**Given text**
************
Ah, the July 31 trade deadline. The moment the NL East race flipped upside-down. The Mets, who desperately needed offensive help, acquired Cespedes, Juan Uribe and Kelly Johnson while also adding Tyler Clippard and Addison Reed to the back end of their bullpen. The Nationals, who had offensive shortcomings but had several key players returning from the DL, made only one move: The controversial trade for Jonathan Papelbon that bumped Drew Storen out of the closer’s role and ultimately played a key role in disrupting clubhouse chemistry and trust between players, the coaching staff and the front office.

The Nationals’ bullpen was an Achilles’ heel throughout the season, but especially late. Over the final two months following the trade deadline, that group posted a collective 3.73 ERA (not poor, but not great) while successfully converting only 9-of-20 save opportunities. The nine saves after July 31 were tied for the fewest in the majors; the 45 percent conversion rate was the sport’s worst.

Now, with Papelbon having been suspended for the season’s final week after attacking Harper in the dugout, with Storen likely needing a change of scenery after his string of eighth-inning meltdowns and with veterans Casey Janssen and Matt Thornton hitting free agency, the Nationals may need a complete bullpen makeover this winter.
************
**Entries**
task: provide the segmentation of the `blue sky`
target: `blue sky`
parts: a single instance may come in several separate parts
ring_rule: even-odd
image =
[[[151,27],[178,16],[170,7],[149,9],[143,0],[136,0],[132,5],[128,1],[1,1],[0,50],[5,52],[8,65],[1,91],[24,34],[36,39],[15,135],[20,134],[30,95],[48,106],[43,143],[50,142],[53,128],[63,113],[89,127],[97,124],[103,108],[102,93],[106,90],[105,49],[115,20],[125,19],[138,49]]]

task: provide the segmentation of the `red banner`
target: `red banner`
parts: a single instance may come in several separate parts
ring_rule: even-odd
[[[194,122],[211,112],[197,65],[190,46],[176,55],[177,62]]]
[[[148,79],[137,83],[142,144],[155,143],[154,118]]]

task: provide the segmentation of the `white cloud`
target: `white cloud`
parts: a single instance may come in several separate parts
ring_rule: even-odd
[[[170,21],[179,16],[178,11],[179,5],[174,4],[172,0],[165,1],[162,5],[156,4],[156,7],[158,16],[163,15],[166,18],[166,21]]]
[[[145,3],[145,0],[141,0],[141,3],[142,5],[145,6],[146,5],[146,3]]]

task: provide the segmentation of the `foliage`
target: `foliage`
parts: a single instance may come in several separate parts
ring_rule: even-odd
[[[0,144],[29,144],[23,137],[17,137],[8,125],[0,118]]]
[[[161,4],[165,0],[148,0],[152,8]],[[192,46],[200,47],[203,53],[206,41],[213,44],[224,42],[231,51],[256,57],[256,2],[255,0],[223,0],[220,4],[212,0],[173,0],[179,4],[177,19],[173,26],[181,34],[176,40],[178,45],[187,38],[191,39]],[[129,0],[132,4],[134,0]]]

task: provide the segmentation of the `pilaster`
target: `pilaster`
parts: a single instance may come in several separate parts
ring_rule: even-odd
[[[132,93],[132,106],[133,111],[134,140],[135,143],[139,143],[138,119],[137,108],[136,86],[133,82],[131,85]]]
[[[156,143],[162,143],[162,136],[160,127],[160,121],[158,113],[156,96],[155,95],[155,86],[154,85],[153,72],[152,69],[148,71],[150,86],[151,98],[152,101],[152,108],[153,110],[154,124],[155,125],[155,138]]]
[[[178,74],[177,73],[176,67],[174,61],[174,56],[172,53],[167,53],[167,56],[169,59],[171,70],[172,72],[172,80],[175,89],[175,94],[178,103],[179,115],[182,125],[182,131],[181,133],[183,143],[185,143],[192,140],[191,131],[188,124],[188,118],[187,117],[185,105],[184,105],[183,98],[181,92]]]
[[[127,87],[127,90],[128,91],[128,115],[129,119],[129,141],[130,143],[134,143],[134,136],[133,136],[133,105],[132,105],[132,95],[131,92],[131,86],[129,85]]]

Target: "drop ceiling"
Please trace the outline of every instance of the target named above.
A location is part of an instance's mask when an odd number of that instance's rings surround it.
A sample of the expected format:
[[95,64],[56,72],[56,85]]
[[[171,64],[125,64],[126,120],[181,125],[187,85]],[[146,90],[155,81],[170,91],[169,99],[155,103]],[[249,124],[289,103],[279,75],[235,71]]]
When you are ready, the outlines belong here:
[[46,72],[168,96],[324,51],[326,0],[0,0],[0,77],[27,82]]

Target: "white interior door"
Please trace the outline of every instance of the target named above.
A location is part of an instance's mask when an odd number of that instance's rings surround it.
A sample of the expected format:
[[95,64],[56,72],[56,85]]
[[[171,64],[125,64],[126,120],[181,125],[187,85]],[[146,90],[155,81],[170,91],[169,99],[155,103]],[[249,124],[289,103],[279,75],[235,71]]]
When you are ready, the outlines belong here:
************
**Exercises**
A) According to the article on the Nationals' bullpen, what collective ERA did that group post over the final two months after the trade deadline?
B) Translate this sentence from the article on the Nationals' bullpen into Spanish: "The nine saves after July 31 were tied for the fewest in the majors; the 45 percent conversion rate was the sport’s worst."
C) Carry the article on the Nationals' bullpen further, picking up after its final sentence.
The items were taken from a different source than the article.

**Responses by task**
A) 3.73

B) Los nueve salvamentos después del 31 de julio empataron como la menor cantidad en las Grandes Ligas; el porcentaje de conversión del 45 por ciento fue el peor del deporte.

C)
“The good thing is, we have great depth in that position, not only at the big-league level but at a young, controllable age in the minor leagues,” Rizzo said. “The bullpen will certainly be a part of the discussion we have in the offseason to improve ourselves.”

The Nationals’ relief corps had its obvious issues all season, but perhaps some of those issues could have been masked had the club’s star-studded rotation simply lived up to expectations. The surprise signing of Scherzer to a $210 million contract in January created a unanimous opinion throughout the baseball world: The Nats’ rotation was the best in the game, perhaps the best in recent history.

That didn’t prove to be the case. Nationals starters owned a collective 3.72 ERA, eighth-best in the majors, only sixth-best in the NL, and down 68 points from the previous year’s group that led baseball.

How many games might have turned out differently had a Nationals starter merely been able to complete one more scoreless inning, keeping a slim lead intact and saving one of the members of the bullpen from needing to pitch on that given night?

“I think there were some hiccups along the way,” manager Matt Williams said, citing Strasburg’s first-half injuries that at one point left him with a 6.55 ERA. “As a whole, expectations are what they are. I would hope that they’re all excited for what’s to come for them. They’re very talented guys. I would expect that when they get back next spring, they’ll be ready.”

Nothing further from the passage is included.